§ **OPERAZIONI DA SVOLGERE**:
**a)** Riscrivi in forma più breve il paragrafo del testo sulle PMI che inizia con «Sono gli effetti del Covid-19», conservandone i fatti principali.
**b)** Estendi il testo sulle PMI, per favore, aggiungendo un paragrafo dopo la sua ultima frase.

Le PMI italiane, 156 mila società che costituiscono l’ossatura della nostra economia, vedranno una contrazione del loro fatturato del 12,8% nel 2020, con un rimbalzo nel 2021 dell’11,2%, insufficiente per ritornare ai livelli del 2019.

Sono gli effetti del Covid-19 previsti dal Rapporto Regionale PMI 2020, realizzato da Confindustria e Cerved, in collaborazione con SRM-Studi e Ricerche per il Mezzogiorno. Una battuta d’arresto importante che rende necessaria, in misura ancora maggiore rispetto a quanto già non lo fosse, una svolta nella policy. Momenti trasformativi come quello che stiamo attraversando, infatti, sono un’occasione importante per innovare e introdurre cambiamenti nei contesti aziendali.

Se, da un lato, i decreti statali potrebbero offrire una spinta importante e la tecnologia sembra offrire soluzioni in grado di inserirsi sempre più facilmente nei processi aziendali, dall’altra sembrano mancare ancora dei tasselli centrali: maggiore fiducia, consapevolezza e, soprattutto, formazione.

§ **DATI FORNITI**:
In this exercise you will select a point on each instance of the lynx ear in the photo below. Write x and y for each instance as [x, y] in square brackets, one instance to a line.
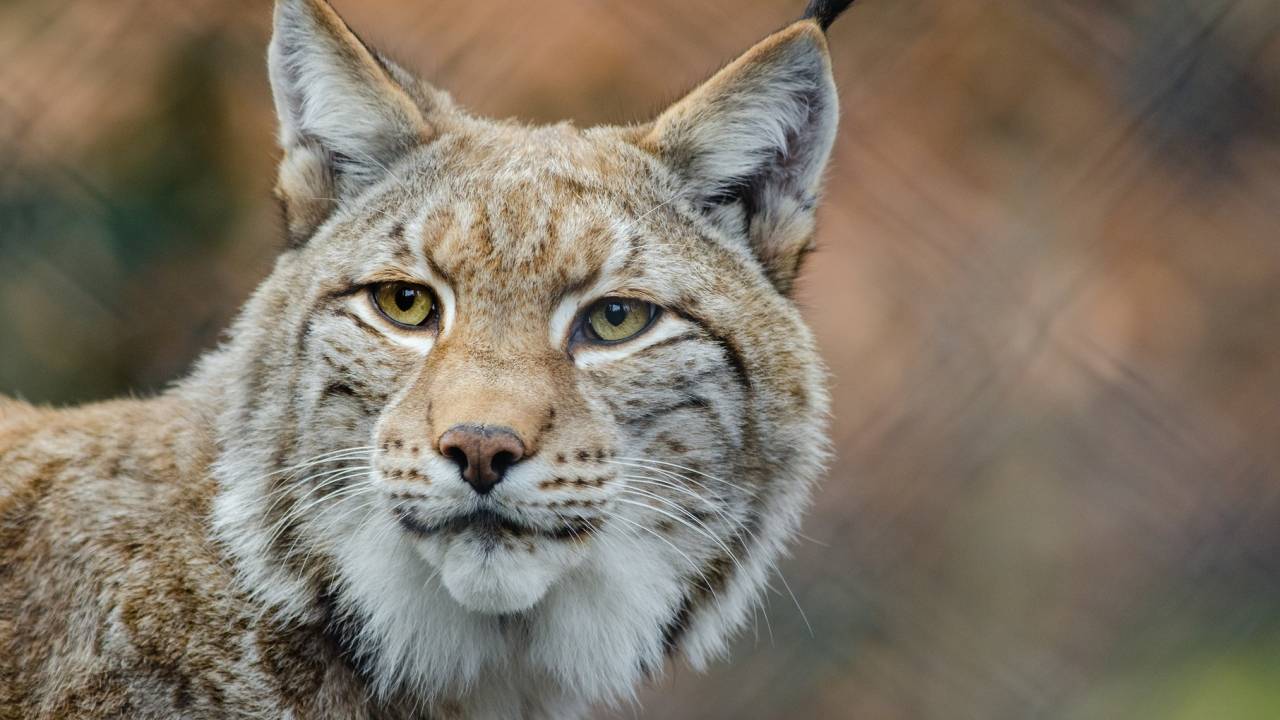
[753, 141]
[346, 114]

§ **RISULTATI DELL'ESERCIZIO**:
**a)** Questi effetti del Covid-19 sono previsti dal Rapporto Regionale PMI 2020 di Confindustria e Cerved, realizzato con SRM-Studi e Ricerche per il Mezzogiorno. La forte battuta d'arresto rende ancora più necessaria una svolta nella policy, perché momenti di trasformazione come questo sono un'occasione per innovare nelle aziende.

**b)**
 

Dal Decreto Crescita 100 milioni per le PMI

Dopo essere state coinvolte solo in parte dal piano Industria 4.0, con buona parte degli incentivi andati almeno all’apparenza alle grandi aziende, le micro, piccole e medie imprese avranno a disposizione 100 milioni di euro. Il finanziamento è stato stanziato dal Ministero dello sviluppo economico nell’ambito del Decreto Crescita per “la trasformazione tecnologica e digitale dei processi produttivi attraverso l’applicazione di tecnologie avanzate previste nell’ambito di Impresa 4.0 e di quelle relative a soluzioni tecnologiche digitali di filiera”. Il decreto punta a sostenere la Digital Transformation nel settore manifatturiero e in quello dei servizi diretti alle imprese, nel settore turistico per le imprese impegnate nella digitalizzazione della fruizione dei beni culturali e nel settore del commercio, contribuendo così agli obiettivi di innovazione e di crescita di competitività dell’intero tessuto produttivo del Paese.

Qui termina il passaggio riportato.